**TASK:**
Search the entries for the word "mesh" and pull out each line that has it.
*** Opening EXTRACTED MATERIAL ***
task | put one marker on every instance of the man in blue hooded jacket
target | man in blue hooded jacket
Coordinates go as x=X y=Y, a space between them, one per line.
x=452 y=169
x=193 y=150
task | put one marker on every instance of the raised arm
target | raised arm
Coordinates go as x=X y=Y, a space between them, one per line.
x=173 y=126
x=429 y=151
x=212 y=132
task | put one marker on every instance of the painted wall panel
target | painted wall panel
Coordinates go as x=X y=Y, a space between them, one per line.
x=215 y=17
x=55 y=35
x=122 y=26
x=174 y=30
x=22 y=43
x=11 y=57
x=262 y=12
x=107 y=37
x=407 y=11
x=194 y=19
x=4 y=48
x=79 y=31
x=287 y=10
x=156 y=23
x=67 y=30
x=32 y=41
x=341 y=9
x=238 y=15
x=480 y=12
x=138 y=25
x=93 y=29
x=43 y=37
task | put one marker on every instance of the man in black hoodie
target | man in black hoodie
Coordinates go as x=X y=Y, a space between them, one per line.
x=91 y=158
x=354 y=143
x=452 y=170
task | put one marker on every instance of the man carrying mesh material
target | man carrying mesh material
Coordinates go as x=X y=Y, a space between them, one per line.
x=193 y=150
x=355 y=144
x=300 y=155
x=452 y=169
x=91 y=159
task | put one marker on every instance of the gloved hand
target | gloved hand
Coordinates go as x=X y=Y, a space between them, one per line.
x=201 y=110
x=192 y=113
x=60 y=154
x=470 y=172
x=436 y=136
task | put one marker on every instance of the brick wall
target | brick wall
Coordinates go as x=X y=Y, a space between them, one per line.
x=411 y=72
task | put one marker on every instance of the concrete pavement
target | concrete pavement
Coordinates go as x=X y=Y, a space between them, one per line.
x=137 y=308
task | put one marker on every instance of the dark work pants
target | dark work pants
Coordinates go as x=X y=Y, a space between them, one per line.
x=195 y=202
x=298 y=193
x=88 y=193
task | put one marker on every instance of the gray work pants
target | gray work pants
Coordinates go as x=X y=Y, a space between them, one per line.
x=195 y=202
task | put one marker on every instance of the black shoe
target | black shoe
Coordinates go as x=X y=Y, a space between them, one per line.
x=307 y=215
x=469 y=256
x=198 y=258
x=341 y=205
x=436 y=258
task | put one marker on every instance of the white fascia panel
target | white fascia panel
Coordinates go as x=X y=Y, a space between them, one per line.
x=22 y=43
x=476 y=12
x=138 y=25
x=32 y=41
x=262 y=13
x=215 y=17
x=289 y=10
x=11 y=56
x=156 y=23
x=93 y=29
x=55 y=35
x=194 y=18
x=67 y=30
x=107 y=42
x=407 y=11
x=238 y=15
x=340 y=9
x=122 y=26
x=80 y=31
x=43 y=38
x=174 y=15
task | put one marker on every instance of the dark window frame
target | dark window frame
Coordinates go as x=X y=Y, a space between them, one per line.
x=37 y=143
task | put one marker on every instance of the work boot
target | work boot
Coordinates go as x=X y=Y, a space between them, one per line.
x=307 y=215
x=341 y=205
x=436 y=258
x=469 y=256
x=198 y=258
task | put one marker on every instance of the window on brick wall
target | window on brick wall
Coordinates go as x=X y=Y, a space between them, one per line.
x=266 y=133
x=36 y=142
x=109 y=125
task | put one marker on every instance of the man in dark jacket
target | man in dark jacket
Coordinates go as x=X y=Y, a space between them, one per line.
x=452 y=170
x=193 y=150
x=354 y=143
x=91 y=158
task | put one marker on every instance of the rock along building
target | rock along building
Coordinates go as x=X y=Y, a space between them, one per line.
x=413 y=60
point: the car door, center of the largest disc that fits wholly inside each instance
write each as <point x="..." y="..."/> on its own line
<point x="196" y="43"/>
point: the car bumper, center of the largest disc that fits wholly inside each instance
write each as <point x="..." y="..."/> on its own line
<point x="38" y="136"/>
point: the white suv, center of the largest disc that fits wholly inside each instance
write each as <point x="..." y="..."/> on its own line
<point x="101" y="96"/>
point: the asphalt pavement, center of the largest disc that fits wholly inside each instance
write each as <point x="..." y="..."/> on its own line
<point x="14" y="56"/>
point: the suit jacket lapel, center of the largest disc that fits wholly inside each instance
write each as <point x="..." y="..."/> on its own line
*** Closing EXTRACTED MATERIAL ***
**EXPECTED ANSWER:**
task | put one marker on every instance of the man carrying mesh material
target | man carrying mesh material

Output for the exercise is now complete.